**PROBLEM DESCRIPTION**
Reproduce exactly the final portion of the data: every line from the one containing "in camouflage uniform." through the last line, inclusive.

**SUPPLIED MATERIAL**
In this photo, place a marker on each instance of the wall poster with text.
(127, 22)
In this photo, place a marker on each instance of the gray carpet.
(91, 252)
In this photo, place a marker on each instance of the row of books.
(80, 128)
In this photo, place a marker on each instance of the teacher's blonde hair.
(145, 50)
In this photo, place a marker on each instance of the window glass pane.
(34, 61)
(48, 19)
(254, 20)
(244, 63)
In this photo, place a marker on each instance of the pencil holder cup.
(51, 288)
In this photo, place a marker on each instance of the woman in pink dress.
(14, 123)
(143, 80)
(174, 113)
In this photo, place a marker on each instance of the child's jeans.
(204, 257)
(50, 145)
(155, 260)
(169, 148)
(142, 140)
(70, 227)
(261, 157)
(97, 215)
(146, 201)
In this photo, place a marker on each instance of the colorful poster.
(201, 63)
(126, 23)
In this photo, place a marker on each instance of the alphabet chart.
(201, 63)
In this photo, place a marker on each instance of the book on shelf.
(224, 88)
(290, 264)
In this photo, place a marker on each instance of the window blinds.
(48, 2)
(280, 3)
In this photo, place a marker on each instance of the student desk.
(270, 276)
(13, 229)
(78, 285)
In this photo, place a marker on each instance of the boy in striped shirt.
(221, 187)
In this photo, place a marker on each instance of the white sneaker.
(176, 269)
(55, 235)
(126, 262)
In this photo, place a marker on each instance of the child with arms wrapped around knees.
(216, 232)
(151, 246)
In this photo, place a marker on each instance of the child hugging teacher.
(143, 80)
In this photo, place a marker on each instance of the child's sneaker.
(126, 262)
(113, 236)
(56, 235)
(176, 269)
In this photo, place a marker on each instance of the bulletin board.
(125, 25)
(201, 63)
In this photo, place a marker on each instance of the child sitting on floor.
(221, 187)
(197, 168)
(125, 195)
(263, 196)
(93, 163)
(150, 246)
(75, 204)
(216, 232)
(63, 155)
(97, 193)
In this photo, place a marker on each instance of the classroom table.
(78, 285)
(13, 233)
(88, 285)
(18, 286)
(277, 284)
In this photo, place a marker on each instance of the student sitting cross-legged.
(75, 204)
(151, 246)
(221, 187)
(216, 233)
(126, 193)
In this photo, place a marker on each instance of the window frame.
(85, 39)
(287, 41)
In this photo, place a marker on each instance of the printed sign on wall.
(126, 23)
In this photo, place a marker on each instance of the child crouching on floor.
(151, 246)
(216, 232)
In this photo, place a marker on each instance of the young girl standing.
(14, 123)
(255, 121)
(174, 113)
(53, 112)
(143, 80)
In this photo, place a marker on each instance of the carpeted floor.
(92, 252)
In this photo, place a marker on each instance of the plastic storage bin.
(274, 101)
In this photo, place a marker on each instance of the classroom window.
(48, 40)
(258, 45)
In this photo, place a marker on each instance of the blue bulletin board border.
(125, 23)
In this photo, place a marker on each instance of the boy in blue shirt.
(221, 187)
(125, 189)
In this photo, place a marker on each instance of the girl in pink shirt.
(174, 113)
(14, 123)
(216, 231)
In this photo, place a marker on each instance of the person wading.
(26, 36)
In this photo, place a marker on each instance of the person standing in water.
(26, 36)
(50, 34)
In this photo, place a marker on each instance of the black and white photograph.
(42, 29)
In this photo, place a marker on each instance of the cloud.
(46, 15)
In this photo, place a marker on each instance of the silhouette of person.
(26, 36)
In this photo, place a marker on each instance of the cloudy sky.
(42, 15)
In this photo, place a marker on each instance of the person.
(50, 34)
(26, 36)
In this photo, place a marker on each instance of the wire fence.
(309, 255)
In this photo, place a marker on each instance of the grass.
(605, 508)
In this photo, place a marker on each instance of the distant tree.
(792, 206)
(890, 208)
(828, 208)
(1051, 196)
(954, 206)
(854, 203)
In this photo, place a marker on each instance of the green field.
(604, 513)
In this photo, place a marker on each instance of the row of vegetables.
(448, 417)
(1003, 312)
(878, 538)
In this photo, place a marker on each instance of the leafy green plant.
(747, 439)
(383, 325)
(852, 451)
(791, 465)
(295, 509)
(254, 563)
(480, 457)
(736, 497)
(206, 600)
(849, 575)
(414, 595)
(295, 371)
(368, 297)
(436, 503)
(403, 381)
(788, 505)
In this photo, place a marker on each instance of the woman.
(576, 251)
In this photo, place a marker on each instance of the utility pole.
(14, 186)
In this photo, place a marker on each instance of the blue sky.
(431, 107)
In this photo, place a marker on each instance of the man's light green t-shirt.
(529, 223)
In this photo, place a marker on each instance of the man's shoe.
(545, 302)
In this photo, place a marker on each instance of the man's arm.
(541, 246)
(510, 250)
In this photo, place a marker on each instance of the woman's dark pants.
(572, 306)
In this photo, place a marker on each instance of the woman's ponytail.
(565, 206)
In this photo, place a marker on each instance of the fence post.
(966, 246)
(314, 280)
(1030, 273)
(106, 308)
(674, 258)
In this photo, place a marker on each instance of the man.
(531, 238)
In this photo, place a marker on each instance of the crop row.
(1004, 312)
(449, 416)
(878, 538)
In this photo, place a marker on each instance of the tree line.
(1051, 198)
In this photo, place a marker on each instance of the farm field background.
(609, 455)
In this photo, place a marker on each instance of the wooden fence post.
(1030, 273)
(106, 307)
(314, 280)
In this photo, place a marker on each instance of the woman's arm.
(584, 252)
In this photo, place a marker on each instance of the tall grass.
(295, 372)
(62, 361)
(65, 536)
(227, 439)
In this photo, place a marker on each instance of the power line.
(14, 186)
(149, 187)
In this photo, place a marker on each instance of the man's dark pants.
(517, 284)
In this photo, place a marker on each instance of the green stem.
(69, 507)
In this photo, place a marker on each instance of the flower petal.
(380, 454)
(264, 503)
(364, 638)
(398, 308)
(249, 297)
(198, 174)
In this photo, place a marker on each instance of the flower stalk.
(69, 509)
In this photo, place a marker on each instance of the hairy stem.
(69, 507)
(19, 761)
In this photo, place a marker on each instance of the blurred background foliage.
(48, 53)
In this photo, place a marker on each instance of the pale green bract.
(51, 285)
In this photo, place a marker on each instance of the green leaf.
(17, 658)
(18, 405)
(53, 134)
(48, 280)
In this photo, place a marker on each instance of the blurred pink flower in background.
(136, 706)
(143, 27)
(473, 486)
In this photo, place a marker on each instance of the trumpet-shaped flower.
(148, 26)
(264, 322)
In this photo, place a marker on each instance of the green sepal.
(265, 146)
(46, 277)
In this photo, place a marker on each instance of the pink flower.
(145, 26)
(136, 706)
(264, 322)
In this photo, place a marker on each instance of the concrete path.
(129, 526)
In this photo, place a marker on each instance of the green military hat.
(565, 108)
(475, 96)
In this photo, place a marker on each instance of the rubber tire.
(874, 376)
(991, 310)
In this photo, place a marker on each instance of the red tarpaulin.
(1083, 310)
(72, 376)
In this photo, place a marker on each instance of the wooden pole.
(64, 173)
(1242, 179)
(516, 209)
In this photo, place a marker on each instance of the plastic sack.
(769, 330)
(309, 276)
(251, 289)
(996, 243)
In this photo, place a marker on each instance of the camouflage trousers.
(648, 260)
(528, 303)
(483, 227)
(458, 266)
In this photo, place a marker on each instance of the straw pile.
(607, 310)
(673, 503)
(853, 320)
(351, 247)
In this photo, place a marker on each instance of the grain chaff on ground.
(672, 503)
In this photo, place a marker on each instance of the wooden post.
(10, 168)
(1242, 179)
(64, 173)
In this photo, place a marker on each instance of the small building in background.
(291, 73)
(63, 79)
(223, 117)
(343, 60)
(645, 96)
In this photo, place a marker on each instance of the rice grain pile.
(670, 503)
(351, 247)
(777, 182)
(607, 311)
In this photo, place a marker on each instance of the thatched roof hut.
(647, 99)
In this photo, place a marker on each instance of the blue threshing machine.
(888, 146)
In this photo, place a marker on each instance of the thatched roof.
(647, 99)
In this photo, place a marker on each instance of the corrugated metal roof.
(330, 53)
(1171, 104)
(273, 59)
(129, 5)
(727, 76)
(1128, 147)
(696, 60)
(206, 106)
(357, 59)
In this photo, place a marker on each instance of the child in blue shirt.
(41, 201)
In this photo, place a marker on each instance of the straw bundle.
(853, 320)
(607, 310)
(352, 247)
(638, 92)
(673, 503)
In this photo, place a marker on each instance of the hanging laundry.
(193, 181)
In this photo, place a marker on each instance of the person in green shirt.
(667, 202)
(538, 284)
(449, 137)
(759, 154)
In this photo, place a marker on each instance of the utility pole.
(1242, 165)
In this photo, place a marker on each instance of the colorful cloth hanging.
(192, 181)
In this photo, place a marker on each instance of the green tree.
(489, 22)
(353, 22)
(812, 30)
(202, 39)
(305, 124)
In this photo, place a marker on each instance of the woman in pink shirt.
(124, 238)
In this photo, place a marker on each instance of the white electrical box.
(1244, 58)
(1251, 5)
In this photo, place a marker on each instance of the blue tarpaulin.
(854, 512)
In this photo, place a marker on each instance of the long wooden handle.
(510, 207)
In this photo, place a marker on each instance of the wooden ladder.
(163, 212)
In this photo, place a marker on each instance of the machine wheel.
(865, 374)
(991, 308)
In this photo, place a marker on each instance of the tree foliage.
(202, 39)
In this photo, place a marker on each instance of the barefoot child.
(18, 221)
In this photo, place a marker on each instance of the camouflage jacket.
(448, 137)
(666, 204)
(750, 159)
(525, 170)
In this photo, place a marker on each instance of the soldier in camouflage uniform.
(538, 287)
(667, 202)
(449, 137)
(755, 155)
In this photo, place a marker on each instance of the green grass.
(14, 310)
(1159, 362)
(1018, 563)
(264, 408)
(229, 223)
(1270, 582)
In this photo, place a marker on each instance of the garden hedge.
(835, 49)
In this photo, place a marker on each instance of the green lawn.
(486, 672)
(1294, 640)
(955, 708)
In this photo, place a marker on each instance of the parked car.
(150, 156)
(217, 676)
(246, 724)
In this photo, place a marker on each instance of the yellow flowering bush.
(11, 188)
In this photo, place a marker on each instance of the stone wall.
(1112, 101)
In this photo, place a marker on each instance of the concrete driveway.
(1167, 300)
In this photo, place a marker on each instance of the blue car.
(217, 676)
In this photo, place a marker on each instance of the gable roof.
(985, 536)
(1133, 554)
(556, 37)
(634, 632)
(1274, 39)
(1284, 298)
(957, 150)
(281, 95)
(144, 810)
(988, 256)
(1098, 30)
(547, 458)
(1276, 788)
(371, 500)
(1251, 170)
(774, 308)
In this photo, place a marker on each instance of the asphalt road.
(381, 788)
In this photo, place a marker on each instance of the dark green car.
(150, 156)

**TASK ANSWER**
In this photo, place a marker on each instance of the soldier in camouflage uniform.
(538, 287)
(667, 202)
(449, 137)
(755, 155)
In this photo, place a marker on each instance of the green grass.
(14, 310)
(1159, 362)
(1018, 563)
(264, 408)
(229, 223)
(1270, 582)
In this photo, place a marker on each instance of the garden hedge.
(835, 49)
In this photo, place a marker on each instance of the green lawn.
(486, 672)
(1294, 640)
(955, 708)
In this photo, place a marker on each instance of the parked car.
(150, 156)
(217, 676)
(246, 724)
In this photo, place a marker on each instance of the yellow flowering bush.
(11, 188)
In this photo, place a marker on each instance of the stone wall.
(1112, 101)
In this photo, place a marker on each instance of the concrete driveway.
(1167, 300)
In this photo, place a marker on each instance of the blue car.
(217, 676)
In this photo, place a marker on each instance of the gable roof.
(985, 536)
(1133, 554)
(556, 37)
(634, 632)
(1274, 39)
(1284, 298)
(957, 150)
(281, 95)
(144, 810)
(988, 256)
(1098, 30)
(547, 458)
(1276, 788)
(371, 500)
(1251, 170)
(774, 308)
In this photo, place a marker on each instance of the asphalt road.
(381, 788)
In this photo, place a marker on each instance of the dark green car.
(150, 156)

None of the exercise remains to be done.